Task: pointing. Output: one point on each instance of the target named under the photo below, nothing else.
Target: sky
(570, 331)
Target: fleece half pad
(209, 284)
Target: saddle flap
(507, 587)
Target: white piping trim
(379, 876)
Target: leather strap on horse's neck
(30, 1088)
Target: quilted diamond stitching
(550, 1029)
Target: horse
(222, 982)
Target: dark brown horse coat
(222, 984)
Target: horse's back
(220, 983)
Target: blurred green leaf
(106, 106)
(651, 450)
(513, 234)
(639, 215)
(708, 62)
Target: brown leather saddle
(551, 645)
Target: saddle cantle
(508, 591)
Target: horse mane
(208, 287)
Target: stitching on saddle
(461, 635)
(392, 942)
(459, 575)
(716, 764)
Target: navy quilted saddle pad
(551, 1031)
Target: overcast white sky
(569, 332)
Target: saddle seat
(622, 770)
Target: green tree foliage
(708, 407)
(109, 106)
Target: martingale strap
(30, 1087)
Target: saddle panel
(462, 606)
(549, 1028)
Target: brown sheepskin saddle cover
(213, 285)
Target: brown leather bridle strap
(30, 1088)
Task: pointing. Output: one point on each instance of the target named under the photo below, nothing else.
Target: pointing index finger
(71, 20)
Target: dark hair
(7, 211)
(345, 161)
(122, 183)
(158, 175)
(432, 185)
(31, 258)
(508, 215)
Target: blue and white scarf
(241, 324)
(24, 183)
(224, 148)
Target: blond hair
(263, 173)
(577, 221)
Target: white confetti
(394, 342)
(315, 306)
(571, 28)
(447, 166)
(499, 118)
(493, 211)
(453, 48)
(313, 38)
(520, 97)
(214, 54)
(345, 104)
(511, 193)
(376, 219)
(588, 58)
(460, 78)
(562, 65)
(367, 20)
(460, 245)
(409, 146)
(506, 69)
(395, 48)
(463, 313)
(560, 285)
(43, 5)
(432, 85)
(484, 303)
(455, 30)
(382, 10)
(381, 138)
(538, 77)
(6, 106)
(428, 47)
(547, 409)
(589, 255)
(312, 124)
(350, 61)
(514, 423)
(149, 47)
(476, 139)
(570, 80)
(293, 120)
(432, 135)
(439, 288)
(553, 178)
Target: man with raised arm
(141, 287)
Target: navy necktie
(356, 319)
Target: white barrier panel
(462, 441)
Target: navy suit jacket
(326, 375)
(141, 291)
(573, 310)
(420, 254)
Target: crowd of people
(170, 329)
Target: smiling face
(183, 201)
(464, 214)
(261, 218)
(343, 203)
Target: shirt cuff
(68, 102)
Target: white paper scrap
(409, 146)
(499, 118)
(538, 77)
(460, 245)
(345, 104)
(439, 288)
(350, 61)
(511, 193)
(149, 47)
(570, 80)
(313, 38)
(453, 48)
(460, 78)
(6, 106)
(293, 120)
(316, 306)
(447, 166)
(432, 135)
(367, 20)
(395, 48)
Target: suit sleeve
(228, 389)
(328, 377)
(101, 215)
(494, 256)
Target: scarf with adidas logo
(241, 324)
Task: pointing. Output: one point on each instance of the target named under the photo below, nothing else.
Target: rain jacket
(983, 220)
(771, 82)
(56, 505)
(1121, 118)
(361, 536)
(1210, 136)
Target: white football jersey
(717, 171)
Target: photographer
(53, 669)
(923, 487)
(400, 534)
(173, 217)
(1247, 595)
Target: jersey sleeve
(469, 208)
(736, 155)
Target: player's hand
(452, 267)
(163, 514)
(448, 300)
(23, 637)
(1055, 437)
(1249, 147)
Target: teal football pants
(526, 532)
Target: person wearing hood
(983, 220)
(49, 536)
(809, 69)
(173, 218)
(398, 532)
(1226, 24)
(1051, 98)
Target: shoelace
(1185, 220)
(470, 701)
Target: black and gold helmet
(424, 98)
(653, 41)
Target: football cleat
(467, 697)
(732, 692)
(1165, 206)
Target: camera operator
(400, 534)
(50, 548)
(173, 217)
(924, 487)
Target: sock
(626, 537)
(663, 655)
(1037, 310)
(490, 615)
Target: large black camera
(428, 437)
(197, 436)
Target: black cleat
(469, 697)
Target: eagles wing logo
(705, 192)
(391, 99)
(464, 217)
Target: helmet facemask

::::::::

Each line of the listing should be printed again, exactly.

Task: pointing. Output: one point on each instance of the target named under the photo below, nothing else.
Target: sky
(570, 331)
Target: fleece half pad
(209, 284)
Target: saddle flap
(507, 587)
Target: white piping trim
(379, 876)
Target: leather strap on horse's neck
(30, 1088)
Target: quilted diamond stitching
(550, 1029)
Target: horse
(222, 982)
Target: dark brown horse coat
(222, 984)
Target: horse's back
(220, 983)
Target: blurred green leaf
(106, 106)
(651, 450)
(513, 234)
(639, 215)
(708, 62)
Target: brown leather saddle
(551, 645)
Target: saddle cantle
(508, 591)
Target: horse mane
(208, 287)
Target: stitching on saddle
(461, 635)
(392, 942)
(459, 575)
(716, 764)
Target: navy quilted saddle pad
(551, 1031)
Target: overcast white sky
(569, 332)
Target: saddle seat
(622, 770)
Target: green tree foliage
(708, 407)
(109, 106)
Target: martingale strap
(30, 1087)
Target: saddle panel
(462, 606)
(549, 1028)
Target: brown sheepskin saddle cover
(213, 285)
Target: brown leather bridle strap
(30, 1088)
Task: pointing. Output: one point on each instance of the target named under the photo below, nothing else.
Target: pointing index finger
(71, 20)
Target: dark hair
(7, 211)
(345, 161)
(122, 183)
(158, 175)
(432, 185)
(31, 258)
(508, 215)
Target: blue and white scarf
(241, 324)
(24, 183)
(224, 148)
Target: blond hair
(263, 173)
(577, 221)
Target: white confetti
(394, 342)
(315, 306)
(571, 28)
(447, 166)
(499, 118)
(493, 211)
(453, 48)
(313, 38)
(520, 97)
(214, 54)
(345, 104)
(511, 193)
(376, 219)
(588, 58)
(460, 78)
(562, 65)
(367, 20)
(460, 245)
(409, 146)
(506, 69)
(395, 48)
(463, 313)
(560, 285)
(43, 5)
(432, 85)
(484, 303)
(455, 30)
(382, 10)
(381, 138)
(538, 77)
(6, 106)
(428, 47)
(547, 409)
(589, 255)
(312, 124)
(350, 61)
(514, 423)
(149, 47)
(476, 139)
(570, 80)
(293, 120)
(432, 135)
(439, 288)
(553, 178)
Target: man with raised arm
(141, 287)
Target: navy necktie
(356, 319)
Target: white barrier panel
(462, 441)
Target: navy suit jacket
(326, 375)
(141, 291)
(573, 310)
(420, 254)
Target: crowd of people
(170, 329)
Target: smiling face
(183, 201)
(464, 214)
(261, 218)
(343, 203)
Target: shirt cuff
(68, 102)
Target: white paper scrap
(409, 146)
(499, 118)
(538, 77)
(460, 245)
(345, 104)
(439, 288)
(350, 61)
(511, 193)
(149, 47)
(570, 80)
(313, 38)
(453, 48)
(460, 78)
(6, 106)
(293, 120)
(316, 306)
(447, 166)
(432, 135)
(367, 20)
(395, 48)
Target: suit sleeve
(228, 389)
(328, 377)
(101, 215)
(494, 256)
Target: scarf with adidas logo
(241, 324)
Task: pointing. Output: one point on each instance of the target named under the photo below, nothing else.
Target: rain jacket
(983, 220)
(771, 82)
(56, 505)
(1121, 118)
(361, 536)
(1210, 136)
Target: white football jersey
(717, 171)
Target: photographer
(53, 669)
(923, 487)
(400, 534)
(173, 217)
(1247, 595)
Target: jersey sleeve
(469, 208)
(736, 155)
Target: player's hand
(452, 267)
(163, 514)
(448, 300)
(23, 637)
(1055, 437)
(1249, 147)
Target: teal football pants
(526, 532)
Target: person wearing hood
(983, 220)
(49, 536)
(809, 69)
(173, 218)
(398, 532)
(1226, 24)
(1051, 98)
Target: shoelace
(1185, 220)
(470, 701)
Target: black and gold helmet
(424, 98)
(653, 41)
Target: football cleat
(467, 697)
(732, 692)
(1165, 206)
Target: camera operator
(400, 534)
(50, 548)
(173, 217)
(924, 487)
Target: sock
(626, 537)
(663, 655)
(1037, 310)
(490, 615)
Target: large black camera
(428, 437)
(197, 436)
Target: black cleat
(469, 697)
Target: eagles wing logo
(705, 192)
(391, 99)
(464, 217)
Target: helmet facemask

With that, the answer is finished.